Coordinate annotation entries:

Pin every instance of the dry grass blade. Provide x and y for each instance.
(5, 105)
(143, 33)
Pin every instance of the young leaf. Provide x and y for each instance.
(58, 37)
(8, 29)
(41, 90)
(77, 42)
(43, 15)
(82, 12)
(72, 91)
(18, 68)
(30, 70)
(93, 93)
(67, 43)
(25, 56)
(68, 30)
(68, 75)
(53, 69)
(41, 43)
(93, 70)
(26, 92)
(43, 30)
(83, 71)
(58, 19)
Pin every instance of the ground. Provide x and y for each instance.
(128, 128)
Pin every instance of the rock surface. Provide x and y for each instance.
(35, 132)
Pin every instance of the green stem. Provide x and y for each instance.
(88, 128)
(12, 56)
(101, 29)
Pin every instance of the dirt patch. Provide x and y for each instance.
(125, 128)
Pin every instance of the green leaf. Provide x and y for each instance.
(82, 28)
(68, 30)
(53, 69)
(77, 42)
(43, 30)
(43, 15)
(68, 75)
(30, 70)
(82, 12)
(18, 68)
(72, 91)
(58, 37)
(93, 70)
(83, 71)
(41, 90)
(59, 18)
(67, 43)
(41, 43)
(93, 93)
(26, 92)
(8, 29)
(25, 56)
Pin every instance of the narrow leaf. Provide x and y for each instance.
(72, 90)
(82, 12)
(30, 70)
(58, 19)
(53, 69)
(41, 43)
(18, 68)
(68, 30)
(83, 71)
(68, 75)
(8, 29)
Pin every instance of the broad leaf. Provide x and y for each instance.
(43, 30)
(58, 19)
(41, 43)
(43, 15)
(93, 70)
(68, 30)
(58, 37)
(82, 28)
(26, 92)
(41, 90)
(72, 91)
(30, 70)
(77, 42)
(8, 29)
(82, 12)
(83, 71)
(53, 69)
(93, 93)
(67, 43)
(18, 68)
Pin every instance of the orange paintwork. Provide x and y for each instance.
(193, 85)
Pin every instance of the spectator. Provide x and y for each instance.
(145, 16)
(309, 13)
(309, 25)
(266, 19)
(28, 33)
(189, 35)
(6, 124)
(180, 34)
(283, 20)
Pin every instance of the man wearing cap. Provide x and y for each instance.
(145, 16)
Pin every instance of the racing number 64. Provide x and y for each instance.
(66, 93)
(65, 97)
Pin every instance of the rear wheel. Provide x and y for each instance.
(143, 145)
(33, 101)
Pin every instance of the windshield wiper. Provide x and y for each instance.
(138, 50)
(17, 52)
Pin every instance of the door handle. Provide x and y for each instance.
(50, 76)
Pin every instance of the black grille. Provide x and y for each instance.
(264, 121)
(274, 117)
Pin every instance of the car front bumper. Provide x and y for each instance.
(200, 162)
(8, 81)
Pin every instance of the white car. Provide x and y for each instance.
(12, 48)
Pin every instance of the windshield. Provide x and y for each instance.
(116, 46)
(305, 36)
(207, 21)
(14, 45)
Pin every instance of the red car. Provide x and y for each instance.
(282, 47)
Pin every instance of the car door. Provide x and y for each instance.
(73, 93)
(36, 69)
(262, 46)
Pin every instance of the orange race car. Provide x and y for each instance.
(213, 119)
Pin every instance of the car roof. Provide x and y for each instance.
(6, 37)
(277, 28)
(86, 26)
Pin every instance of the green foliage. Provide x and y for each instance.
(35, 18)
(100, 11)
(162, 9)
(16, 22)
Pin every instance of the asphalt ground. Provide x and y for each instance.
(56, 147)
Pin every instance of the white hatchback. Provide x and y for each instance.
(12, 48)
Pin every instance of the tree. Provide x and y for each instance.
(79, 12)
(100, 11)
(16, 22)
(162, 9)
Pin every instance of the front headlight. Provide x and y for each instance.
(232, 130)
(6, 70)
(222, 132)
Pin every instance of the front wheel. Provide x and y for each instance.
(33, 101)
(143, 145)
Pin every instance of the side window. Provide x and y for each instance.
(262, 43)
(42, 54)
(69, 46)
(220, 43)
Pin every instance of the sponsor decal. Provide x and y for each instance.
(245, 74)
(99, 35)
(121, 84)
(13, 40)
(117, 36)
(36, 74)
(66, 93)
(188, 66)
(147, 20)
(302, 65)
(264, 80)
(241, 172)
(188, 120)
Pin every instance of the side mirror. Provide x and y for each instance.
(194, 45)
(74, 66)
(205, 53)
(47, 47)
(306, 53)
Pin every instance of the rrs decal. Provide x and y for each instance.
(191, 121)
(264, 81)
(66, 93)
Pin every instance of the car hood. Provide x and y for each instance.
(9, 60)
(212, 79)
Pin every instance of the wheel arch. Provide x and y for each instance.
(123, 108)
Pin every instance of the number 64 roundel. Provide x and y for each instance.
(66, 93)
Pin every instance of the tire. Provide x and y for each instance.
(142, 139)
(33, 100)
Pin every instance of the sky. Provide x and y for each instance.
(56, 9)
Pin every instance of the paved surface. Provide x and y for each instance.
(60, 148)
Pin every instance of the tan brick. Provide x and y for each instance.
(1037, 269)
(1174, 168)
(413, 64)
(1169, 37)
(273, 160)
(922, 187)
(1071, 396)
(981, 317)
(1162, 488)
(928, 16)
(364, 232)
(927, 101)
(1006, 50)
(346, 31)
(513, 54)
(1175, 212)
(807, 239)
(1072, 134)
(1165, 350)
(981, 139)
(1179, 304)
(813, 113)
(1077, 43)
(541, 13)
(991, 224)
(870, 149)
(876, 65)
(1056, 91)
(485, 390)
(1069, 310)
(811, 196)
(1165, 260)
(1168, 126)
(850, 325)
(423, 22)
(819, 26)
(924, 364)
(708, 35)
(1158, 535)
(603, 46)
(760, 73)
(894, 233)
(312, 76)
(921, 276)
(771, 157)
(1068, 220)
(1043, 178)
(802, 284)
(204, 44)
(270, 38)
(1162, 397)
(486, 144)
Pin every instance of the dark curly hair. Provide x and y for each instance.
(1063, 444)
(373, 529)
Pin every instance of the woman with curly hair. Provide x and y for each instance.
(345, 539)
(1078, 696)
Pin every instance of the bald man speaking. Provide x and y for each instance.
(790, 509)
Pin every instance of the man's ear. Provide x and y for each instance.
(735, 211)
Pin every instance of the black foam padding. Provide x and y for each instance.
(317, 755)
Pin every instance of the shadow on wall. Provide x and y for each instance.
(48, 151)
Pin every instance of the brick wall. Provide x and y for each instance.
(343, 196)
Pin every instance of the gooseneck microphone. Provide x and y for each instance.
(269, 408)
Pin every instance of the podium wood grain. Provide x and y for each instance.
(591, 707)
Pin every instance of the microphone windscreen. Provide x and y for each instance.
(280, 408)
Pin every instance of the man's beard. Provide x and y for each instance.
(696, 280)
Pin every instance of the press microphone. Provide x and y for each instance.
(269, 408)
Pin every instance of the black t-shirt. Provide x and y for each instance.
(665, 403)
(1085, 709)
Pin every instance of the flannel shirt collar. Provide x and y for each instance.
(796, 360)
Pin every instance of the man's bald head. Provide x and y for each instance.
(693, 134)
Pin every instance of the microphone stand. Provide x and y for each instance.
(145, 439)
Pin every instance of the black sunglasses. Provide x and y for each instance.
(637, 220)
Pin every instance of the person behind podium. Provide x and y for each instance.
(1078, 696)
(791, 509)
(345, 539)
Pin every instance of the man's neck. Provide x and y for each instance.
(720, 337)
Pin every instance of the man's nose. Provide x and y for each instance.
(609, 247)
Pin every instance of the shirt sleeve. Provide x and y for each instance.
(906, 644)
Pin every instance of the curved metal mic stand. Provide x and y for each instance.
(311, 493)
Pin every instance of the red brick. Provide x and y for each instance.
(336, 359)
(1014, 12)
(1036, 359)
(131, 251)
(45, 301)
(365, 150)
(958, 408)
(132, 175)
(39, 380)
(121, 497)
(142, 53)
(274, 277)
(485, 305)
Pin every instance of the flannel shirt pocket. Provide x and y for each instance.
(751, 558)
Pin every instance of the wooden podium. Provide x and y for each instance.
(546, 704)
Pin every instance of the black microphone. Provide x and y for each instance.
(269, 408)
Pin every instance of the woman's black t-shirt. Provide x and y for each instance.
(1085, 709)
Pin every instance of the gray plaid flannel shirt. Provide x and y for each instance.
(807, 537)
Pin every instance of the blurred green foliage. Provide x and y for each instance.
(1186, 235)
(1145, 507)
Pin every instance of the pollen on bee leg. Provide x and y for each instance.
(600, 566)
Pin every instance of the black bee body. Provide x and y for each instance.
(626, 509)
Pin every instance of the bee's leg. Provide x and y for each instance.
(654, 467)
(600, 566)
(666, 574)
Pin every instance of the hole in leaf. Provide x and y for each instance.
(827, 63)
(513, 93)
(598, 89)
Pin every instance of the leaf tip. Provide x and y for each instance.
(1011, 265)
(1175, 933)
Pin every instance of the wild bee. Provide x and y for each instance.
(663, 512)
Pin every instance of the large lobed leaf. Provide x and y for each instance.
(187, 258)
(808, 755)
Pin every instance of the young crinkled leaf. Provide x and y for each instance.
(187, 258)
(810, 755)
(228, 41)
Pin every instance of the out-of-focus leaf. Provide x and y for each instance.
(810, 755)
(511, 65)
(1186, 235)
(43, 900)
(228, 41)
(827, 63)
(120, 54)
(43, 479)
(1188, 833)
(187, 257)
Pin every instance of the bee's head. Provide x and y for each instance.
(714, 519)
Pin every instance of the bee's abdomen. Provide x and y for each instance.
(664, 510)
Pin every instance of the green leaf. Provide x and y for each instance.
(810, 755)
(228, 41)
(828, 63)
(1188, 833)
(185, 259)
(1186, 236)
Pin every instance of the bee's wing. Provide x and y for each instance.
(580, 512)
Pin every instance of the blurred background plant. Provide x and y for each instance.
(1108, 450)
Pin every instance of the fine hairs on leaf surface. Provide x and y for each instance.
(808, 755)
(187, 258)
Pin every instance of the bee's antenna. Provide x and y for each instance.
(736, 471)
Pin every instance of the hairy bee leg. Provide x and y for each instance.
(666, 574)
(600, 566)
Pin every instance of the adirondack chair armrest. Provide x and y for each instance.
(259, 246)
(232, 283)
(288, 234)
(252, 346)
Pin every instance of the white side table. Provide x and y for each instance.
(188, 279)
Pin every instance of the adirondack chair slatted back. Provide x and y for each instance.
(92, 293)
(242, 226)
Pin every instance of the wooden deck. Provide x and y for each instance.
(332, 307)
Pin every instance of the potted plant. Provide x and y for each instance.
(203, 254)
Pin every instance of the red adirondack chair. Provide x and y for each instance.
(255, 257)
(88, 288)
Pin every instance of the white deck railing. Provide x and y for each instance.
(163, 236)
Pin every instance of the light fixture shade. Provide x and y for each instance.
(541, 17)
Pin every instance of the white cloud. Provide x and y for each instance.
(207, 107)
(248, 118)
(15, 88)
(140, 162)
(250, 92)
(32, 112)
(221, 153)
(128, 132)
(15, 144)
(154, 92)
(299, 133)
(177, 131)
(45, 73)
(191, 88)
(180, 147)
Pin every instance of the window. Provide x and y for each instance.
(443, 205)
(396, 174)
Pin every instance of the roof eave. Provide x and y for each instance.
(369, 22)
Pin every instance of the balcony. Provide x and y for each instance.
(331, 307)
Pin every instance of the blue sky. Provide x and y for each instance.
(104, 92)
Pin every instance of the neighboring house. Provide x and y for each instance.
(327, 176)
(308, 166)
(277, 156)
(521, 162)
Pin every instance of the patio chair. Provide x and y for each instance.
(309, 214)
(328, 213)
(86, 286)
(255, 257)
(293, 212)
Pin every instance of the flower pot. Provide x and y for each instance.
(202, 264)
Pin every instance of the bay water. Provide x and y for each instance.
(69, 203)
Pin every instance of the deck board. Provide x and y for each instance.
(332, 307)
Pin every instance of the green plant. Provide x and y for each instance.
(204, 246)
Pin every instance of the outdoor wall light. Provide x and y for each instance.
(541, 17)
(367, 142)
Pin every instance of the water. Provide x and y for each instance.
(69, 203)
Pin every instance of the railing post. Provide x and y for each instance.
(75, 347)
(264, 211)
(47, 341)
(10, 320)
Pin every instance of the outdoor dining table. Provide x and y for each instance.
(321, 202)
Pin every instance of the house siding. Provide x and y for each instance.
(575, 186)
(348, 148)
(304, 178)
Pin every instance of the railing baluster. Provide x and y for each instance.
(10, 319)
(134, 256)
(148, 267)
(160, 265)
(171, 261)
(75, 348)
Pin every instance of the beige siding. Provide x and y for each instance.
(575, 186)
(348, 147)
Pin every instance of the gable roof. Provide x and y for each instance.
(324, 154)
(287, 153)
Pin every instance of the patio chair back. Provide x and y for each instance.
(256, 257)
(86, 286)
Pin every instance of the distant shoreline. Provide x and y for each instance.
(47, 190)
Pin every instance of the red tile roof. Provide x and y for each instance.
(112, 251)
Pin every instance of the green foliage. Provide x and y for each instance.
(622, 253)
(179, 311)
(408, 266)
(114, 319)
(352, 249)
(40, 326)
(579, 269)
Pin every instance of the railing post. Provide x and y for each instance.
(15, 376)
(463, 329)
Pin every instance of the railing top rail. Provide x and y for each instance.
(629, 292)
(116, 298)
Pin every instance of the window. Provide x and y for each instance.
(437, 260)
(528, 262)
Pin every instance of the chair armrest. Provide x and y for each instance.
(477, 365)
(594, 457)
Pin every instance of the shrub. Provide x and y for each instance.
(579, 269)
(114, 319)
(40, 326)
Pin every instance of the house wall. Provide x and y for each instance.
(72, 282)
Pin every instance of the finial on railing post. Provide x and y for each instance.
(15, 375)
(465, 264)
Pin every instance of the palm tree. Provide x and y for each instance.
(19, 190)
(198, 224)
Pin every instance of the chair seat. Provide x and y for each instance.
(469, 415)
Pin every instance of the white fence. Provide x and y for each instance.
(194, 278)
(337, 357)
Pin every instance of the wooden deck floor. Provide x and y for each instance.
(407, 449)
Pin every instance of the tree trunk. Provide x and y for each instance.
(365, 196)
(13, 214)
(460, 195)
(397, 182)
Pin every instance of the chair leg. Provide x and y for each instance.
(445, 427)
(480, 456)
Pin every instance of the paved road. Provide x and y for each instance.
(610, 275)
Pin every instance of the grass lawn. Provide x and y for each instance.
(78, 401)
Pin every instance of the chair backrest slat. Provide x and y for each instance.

### JOB
From the "Pin every instance of the palm" line to the close of the listing, restate each line word for word.

### WRITTEN RESPONSE
Pin every instance of the palm tree. Provide x and y for each instance.
(19, 190)
(198, 224)
Pin every instance of the chair seat. Provide x and y for each instance.
(469, 415)
Pin every instance of the white fence. Provide x and y for each instance.
(194, 278)
(337, 357)
Pin every instance of the wooden deck floor. Provide x and y for each instance.
(407, 449)
Pin every instance of the tree trunk. Provide x and y for each instance.
(365, 196)
(13, 214)
(460, 195)
(397, 182)
Pin every instance of the chair leg. Provide x and y for each instance.
(445, 427)
(480, 456)
Pin every instance of the paved road. Provide x and y for each instance.
(610, 275)
Pin every instance of the grass lawn. Provide x and y for each instance.
(78, 401)
Pin every instance of the chair backrest slat. Provide x and y for each instance.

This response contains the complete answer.